## REQUIRED ACTION
Return every line of the data that contains the string "below".

Referring expression data:
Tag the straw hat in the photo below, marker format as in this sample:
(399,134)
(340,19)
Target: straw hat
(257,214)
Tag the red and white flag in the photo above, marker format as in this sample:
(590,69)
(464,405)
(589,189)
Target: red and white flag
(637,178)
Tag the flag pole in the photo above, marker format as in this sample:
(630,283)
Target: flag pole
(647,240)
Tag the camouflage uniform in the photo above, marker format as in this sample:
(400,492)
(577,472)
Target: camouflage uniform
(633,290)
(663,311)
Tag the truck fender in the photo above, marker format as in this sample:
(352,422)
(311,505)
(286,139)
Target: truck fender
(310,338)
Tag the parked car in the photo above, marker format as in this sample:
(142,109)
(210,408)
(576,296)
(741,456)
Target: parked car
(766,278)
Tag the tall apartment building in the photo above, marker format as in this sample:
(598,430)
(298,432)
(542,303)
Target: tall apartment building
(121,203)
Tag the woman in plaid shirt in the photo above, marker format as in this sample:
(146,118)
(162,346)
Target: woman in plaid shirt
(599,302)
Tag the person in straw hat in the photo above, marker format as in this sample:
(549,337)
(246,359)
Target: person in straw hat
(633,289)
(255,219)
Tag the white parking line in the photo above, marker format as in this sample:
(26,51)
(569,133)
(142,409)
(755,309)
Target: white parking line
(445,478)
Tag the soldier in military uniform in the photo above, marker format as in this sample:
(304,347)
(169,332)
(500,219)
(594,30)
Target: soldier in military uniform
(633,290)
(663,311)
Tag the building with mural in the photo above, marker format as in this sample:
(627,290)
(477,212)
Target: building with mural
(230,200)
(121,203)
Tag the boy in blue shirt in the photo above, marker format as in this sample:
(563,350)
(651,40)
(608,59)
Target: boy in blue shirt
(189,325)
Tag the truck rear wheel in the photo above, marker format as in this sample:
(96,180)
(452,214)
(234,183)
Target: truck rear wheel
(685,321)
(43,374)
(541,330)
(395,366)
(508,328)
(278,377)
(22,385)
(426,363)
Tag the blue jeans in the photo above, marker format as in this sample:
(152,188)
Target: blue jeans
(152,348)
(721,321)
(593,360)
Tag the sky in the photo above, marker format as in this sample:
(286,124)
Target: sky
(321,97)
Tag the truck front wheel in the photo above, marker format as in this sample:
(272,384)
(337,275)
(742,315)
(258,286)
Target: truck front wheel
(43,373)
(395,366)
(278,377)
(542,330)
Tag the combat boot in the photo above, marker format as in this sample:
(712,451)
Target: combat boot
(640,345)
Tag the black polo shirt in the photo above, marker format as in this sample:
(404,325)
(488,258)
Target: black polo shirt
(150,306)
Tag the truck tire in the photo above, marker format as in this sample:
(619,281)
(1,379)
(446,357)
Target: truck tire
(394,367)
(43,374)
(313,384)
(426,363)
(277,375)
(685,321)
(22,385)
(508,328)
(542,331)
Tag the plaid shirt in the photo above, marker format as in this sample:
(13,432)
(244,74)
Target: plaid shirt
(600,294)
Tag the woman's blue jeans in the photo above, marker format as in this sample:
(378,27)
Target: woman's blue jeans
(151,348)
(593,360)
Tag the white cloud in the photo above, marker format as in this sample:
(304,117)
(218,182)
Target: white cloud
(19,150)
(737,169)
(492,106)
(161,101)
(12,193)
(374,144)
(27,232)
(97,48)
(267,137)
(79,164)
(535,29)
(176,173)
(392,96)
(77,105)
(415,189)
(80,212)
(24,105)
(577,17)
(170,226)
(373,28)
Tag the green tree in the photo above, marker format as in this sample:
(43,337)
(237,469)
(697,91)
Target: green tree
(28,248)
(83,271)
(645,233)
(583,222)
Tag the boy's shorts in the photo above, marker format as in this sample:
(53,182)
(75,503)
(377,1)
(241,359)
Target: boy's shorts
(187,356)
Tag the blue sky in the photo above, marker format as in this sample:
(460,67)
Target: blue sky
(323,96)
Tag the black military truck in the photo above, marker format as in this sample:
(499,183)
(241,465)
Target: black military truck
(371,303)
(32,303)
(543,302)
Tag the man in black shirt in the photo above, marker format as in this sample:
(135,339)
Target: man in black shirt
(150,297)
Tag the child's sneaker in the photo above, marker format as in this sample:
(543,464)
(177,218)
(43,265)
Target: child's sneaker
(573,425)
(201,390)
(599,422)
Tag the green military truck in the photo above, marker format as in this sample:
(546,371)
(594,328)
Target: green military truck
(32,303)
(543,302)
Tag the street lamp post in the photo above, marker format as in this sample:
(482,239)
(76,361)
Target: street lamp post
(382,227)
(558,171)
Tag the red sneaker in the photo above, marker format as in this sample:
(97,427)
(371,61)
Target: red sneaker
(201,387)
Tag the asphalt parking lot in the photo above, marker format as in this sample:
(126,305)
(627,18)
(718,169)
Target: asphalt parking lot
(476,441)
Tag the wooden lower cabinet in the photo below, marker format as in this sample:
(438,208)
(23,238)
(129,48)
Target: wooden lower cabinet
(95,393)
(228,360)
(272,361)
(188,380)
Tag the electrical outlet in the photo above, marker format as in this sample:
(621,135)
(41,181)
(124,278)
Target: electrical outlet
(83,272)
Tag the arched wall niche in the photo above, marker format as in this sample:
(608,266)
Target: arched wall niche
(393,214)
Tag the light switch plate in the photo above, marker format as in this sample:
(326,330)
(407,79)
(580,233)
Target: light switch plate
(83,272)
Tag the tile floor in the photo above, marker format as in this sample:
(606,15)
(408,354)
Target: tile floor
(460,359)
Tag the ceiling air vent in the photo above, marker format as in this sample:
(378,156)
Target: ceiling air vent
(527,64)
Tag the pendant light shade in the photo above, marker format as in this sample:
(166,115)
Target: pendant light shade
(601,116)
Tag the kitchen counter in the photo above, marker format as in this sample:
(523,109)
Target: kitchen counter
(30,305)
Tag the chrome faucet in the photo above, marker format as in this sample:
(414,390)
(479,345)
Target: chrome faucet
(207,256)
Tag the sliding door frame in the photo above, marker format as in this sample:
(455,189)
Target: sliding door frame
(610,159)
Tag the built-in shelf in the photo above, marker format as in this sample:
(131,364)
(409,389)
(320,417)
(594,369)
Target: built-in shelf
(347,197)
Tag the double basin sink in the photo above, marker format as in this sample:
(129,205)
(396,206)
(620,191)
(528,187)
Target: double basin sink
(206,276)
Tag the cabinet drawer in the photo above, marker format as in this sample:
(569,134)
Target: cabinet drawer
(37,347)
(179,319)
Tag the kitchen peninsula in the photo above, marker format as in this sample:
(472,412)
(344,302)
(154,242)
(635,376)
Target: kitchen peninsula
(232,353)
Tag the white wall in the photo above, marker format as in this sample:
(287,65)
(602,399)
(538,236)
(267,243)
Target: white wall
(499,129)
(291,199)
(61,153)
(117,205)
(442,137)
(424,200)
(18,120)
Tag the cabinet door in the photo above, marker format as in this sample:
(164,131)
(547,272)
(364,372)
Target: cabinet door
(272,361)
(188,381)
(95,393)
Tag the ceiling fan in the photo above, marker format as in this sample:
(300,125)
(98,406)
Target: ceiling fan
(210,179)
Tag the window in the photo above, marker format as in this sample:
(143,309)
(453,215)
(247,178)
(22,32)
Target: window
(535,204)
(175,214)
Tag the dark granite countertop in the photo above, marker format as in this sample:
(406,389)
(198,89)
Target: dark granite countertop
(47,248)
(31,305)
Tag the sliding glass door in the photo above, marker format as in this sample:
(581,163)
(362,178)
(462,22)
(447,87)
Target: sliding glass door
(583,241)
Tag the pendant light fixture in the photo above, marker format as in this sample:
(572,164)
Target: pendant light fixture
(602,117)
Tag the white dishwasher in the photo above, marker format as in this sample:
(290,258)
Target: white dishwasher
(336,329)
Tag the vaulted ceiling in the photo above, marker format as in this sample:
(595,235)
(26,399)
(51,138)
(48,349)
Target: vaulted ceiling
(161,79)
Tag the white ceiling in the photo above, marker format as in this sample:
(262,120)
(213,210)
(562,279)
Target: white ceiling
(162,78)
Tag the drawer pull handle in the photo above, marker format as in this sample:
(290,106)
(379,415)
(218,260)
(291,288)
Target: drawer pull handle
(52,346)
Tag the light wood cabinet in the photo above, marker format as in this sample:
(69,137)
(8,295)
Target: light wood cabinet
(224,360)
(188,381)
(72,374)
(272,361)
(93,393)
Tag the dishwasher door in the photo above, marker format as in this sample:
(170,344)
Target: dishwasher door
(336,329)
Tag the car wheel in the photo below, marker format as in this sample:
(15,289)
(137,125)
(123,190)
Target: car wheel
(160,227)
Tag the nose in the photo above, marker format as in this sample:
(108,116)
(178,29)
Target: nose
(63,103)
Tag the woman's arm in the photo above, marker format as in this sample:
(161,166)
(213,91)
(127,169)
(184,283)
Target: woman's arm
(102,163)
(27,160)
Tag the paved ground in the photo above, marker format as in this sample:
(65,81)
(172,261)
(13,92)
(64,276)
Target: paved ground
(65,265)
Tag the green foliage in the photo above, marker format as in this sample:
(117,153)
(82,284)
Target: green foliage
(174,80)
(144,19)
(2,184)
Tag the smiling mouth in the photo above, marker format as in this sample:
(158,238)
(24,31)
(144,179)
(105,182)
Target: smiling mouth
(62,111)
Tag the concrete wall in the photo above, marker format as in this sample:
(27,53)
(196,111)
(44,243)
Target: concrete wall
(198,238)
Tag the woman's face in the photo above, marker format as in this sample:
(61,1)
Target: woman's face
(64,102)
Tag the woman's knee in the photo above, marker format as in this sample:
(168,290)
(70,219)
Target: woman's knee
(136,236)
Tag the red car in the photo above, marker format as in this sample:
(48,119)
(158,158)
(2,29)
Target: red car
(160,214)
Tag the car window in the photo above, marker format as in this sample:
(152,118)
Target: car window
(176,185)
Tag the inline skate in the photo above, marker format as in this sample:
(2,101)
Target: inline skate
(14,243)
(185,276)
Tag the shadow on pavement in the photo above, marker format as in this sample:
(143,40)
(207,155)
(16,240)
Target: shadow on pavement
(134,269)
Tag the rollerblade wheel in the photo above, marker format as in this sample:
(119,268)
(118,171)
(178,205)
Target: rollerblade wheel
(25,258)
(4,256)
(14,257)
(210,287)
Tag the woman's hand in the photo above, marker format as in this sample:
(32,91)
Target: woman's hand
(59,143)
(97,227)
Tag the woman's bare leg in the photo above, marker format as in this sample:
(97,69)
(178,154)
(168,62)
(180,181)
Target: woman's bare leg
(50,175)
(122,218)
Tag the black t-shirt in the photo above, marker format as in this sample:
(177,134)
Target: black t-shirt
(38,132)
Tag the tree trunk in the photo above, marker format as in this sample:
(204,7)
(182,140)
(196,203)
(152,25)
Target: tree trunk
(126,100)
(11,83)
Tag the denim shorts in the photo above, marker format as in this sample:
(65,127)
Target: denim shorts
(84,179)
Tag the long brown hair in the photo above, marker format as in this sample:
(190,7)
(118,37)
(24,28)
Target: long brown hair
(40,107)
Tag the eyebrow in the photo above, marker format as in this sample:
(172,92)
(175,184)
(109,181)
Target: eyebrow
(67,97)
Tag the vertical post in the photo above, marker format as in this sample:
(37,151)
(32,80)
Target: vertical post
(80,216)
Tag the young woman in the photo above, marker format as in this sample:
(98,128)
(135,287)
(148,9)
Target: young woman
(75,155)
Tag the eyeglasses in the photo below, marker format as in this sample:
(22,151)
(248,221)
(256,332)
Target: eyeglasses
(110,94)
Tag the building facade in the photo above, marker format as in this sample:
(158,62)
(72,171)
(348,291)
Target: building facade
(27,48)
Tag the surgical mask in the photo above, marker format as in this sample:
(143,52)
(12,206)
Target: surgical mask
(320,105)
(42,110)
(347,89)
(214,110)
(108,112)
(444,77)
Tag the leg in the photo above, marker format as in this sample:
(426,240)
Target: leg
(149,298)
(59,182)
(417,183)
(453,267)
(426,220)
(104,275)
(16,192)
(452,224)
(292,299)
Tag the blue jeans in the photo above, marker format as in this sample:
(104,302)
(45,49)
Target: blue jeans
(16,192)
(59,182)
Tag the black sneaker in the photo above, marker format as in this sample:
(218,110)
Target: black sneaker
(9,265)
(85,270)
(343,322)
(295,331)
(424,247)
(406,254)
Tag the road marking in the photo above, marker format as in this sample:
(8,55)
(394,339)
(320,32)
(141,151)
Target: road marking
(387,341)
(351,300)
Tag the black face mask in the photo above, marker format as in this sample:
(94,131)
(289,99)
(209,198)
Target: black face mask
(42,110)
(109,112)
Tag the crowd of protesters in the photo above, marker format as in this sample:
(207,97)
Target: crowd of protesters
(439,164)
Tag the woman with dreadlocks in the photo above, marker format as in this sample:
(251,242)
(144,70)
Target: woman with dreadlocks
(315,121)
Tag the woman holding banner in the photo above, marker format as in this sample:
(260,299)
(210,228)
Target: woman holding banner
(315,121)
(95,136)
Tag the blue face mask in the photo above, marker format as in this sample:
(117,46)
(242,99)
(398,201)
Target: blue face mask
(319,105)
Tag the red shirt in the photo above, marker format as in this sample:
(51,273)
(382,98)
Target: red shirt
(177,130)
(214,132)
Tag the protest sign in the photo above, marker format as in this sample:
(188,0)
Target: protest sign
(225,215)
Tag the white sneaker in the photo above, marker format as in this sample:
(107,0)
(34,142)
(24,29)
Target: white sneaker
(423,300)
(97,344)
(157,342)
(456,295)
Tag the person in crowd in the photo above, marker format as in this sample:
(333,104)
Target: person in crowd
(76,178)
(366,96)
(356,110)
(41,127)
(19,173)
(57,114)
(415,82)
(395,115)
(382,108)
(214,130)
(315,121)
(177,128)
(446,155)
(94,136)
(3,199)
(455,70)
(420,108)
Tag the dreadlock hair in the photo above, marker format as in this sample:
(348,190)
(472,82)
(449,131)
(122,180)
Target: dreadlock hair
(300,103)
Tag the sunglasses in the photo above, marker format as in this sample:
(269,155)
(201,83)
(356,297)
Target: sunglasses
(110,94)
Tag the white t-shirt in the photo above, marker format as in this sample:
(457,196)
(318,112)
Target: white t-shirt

## REPLY
Tag the straw hat in the photo below, marker format as in this sample:
Tag the wooden lower cabinet in the photo below, marker format as in this sample:
Tag the car wheel in the photo below, marker format as in this sample:
Tag the eyeglasses in the photo below, marker format as in this sample:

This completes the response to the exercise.